Pictures excluded, copy word for word the lines from the one holding "Guideline: for every instance of the pointed" through the last line below.

__SOURCE MATERIAL__
= = = = =
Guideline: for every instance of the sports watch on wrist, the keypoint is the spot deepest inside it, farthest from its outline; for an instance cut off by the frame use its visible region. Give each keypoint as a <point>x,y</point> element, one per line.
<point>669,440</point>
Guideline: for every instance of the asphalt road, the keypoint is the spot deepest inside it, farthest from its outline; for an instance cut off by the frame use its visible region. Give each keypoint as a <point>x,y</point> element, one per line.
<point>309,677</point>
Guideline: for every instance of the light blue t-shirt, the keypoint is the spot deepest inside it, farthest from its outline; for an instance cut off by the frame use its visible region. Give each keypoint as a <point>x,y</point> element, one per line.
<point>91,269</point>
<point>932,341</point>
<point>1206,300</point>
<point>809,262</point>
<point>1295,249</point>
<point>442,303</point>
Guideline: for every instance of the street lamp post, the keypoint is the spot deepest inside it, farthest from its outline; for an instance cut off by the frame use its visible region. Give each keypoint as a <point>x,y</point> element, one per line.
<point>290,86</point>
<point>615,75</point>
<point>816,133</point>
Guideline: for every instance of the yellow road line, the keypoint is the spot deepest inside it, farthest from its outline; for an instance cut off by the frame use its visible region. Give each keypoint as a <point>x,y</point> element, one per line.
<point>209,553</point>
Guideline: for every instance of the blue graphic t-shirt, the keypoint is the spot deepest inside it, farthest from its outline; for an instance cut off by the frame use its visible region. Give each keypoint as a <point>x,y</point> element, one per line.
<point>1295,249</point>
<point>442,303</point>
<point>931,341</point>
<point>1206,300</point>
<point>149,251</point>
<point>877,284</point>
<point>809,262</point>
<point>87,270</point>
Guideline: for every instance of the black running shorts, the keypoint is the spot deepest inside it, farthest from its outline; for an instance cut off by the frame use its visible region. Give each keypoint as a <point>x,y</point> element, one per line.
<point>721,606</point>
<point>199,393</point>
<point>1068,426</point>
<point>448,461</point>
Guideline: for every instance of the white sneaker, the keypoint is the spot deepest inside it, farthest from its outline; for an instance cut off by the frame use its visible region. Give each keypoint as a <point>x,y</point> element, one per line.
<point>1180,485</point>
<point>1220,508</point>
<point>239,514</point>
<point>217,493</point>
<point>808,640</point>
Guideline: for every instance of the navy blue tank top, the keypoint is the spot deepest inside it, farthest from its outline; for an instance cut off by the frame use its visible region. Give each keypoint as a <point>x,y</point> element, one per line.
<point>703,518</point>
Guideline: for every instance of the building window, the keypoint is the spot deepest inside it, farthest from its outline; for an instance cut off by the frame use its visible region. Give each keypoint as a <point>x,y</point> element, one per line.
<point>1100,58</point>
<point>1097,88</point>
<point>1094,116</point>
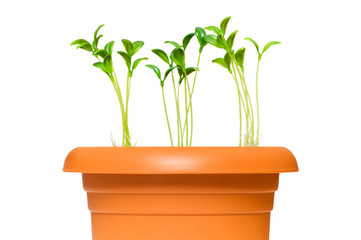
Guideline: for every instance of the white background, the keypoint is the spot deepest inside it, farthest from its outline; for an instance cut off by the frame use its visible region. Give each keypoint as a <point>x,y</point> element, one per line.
<point>52,100</point>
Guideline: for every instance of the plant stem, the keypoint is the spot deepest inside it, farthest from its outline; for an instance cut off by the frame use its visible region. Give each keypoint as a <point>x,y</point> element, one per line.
<point>177,108</point>
<point>257,139</point>
<point>166,114</point>
<point>240,103</point>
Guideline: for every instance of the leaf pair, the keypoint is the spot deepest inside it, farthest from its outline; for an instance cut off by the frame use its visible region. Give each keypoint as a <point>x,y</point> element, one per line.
<point>132,48</point>
<point>224,62</point>
<point>265,48</point>
<point>158,73</point>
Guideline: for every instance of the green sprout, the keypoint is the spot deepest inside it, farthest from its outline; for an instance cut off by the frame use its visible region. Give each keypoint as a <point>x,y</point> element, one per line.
<point>105,63</point>
<point>233,62</point>
<point>176,60</point>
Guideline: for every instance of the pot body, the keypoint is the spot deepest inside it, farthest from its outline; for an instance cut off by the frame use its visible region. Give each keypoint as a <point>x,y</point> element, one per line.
<point>180,206</point>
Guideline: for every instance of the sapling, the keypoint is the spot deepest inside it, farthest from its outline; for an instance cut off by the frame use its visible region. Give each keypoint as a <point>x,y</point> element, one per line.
<point>176,60</point>
<point>233,62</point>
<point>105,63</point>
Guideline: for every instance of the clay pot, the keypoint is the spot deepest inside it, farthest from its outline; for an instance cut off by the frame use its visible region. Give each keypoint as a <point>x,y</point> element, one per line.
<point>185,193</point>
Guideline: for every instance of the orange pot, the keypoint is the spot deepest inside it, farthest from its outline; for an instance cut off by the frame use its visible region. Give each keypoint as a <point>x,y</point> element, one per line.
<point>189,193</point>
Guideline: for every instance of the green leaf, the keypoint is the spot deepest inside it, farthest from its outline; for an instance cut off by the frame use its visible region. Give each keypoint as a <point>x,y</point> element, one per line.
<point>126,58</point>
<point>224,24</point>
<point>108,64</point>
<point>109,47</point>
<point>178,57</point>
<point>155,69</point>
<point>86,46</point>
<point>190,70</point>
<point>160,53</point>
<point>137,45</point>
<point>100,65</point>
<point>97,30</point>
<point>214,29</point>
<point>240,56</point>
<point>212,39</point>
<point>227,61</point>
<point>96,37</point>
<point>101,53</point>
<point>79,41</point>
<point>95,42</point>
<point>255,44</point>
<point>200,33</point>
<point>222,42</point>
<point>128,45</point>
<point>220,61</point>
<point>270,44</point>
<point>231,38</point>
<point>136,62</point>
<point>173,43</point>
<point>168,71</point>
<point>187,39</point>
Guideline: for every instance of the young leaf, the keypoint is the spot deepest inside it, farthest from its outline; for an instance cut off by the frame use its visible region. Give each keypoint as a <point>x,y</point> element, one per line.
<point>100,65</point>
<point>126,58</point>
<point>109,47</point>
<point>200,33</point>
<point>108,64</point>
<point>79,41</point>
<point>178,57</point>
<point>86,46</point>
<point>136,46</point>
<point>168,71</point>
<point>270,44</point>
<point>101,53</point>
<point>255,44</point>
<point>173,43</point>
<point>155,69</point>
<point>227,61</point>
<point>136,62</point>
<point>186,40</point>
<point>160,53</point>
<point>224,24</point>
<point>128,45</point>
<point>214,29</point>
<point>190,70</point>
<point>97,30</point>
<point>95,42</point>
<point>212,39</point>
<point>240,56</point>
<point>230,39</point>
<point>222,42</point>
<point>96,37</point>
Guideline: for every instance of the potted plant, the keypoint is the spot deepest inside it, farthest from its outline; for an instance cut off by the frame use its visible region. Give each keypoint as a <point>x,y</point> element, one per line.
<point>181,192</point>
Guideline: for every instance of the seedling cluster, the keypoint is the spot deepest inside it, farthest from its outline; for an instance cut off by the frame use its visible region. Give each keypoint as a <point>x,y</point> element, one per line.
<point>184,78</point>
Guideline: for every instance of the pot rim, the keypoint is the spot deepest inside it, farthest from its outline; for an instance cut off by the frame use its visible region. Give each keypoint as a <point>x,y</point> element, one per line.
<point>180,160</point>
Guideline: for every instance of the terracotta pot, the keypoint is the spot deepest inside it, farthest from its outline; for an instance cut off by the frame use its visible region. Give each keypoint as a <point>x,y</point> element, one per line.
<point>189,193</point>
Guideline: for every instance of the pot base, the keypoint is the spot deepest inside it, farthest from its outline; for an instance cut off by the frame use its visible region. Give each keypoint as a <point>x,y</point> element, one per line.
<point>180,227</point>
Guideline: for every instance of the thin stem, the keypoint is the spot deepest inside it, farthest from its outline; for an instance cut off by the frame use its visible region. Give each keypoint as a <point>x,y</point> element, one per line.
<point>257,139</point>
<point>185,107</point>
<point>240,103</point>
<point>177,108</point>
<point>166,114</point>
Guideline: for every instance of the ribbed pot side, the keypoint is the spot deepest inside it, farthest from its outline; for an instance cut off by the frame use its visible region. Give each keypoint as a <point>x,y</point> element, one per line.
<point>168,193</point>
<point>179,207</point>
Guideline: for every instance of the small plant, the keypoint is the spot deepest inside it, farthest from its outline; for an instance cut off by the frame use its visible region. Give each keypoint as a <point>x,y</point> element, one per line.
<point>233,62</point>
<point>183,84</point>
<point>176,60</point>
<point>105,63</point>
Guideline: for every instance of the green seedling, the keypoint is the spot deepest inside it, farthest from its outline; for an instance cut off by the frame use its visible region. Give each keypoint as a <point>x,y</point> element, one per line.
<point>105,63</point>
<point>233,62</point>
<point>177,60</point>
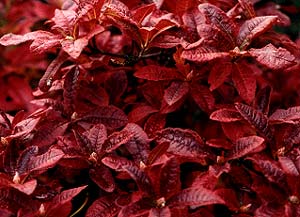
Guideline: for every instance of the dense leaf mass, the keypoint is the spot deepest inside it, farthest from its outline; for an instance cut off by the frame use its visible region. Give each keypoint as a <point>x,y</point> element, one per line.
<point>136,108</point>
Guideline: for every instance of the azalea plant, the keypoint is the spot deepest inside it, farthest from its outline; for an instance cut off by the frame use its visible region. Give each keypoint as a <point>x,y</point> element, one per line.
<point>149,108</point>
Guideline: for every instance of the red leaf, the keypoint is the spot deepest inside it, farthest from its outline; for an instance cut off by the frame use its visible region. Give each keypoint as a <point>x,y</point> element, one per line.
<point>140,112</point>
<point>289,115</point>
<point>45,161</point>
<point>155,122</point>
<point>195,197</point>
<point>202,96</point>
<point>253,28</point>
<point>103,207</point>
<point>256,119</point>
<point>219,74</point>
<point>244,81</point>
<point>219,18</point>
<point>226,115</point>
<point>27,187</point>
<point>102,176</point>
<point>272,57</point>
<point>182,142</point>
<point>247,145</point>
<point>112,117</point>
<point>170,179</point>
<point>175,92</point>
<point>157,73</point>
<point>51,73</point>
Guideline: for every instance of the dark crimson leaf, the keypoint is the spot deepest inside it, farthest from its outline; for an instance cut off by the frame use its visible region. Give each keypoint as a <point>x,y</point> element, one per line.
<point>140,112</point>
<point>70,89</point>
<point>157,152</point>
<point>289,115</point>
<point>244,81</point>
<point>157,73</point>
<point>256,119</point>
<point>112,117</point>
<point>141,206</point>
<point>219,74</point>
<point>262,100</point>
<point>51,73</point>
<point>140,177</point>
<point>253,28</point>
<point>247,145</point>
<point>116,85</point>
<point>219,18</point>
<point>102,176</point>
<point>182,142</point>
<point>170,179</point>
<point>103,207</point>
<point>46,160</point>
<point>160,212</point>
<point>202,96</point>
<point>272,57</point>
<point>24,159</point>
<point>195,197</point>
<point>226,115</point>
<point>27,187</point>
<point>155,122</point>
<point>288,166</point>
<point>175,92</point>
<point>248,9</point>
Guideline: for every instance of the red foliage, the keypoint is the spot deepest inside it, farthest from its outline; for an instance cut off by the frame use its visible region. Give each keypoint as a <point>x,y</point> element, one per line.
<point>148,108</point>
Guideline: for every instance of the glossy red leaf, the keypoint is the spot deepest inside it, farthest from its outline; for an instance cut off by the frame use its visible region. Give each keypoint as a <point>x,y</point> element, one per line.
<point>182,142</point>
<point>272,57</point>
<point>256,119</point>
<point>103,207</point>
<point>102,176</point>
<point>46,160</point>
<point>157,73</point>
<point>155,123</point>
<point>175,92</point>
<point>253,28</point>
<point>219,18</point>
<point>219,74</point>
<point>290,115</point>
<point>247,145</point>
<point>195,197</point>
<point>170,179</point>
<point>226,115</point>
<point>111,116</point>
<point>202,96</point>
<point>244,81</point>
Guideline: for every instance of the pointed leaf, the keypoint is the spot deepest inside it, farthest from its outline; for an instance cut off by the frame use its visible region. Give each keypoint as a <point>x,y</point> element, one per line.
<point>286,115</point>
<point>226,115</point>
<point>112,117</point>
<point>170,179</point>
<point>219,18</point>
<point>157,73</point>
<point>202,96</point>
<point>45,161</point>
<point>256,119</point>
<point>247,145</point>
<point>195,197</point>
<point>175,92</point>
<point>219,74</point>
<point>244,81</point>
<point>253,28</point>
<point>102,176</point>
<point>272,57</point>
<point>182,142</point>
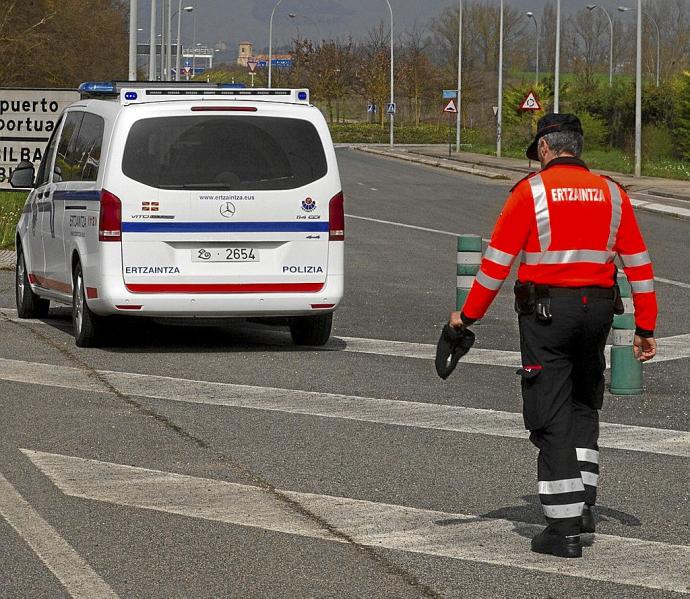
= = = = =
__REPLY__
Guideline: for every instance of the pointed leaf, the keypoint is the spot deepest inside it, farthest from its outline; for an instance cut off by the frame use its visible region. Give each keypoint as a <point>x,y</point> element, one per line.
<point>286,115</point>
<point>226,115</point>
<point>112,117</point>
<point>170,179</point>
<point>219,18</point>
<point>157,73</point>
<point>202,96</point>
<point>45,161</point>
<point>256,119</point>
<point>247,145</point>
<point>195,197</point>
<point>175,92</point>
<point>219,74</point>
<point>244,81</point>
<point>253,28</point>
<point>102,176</point>
<point>272,57</point>
<point>182,142</point>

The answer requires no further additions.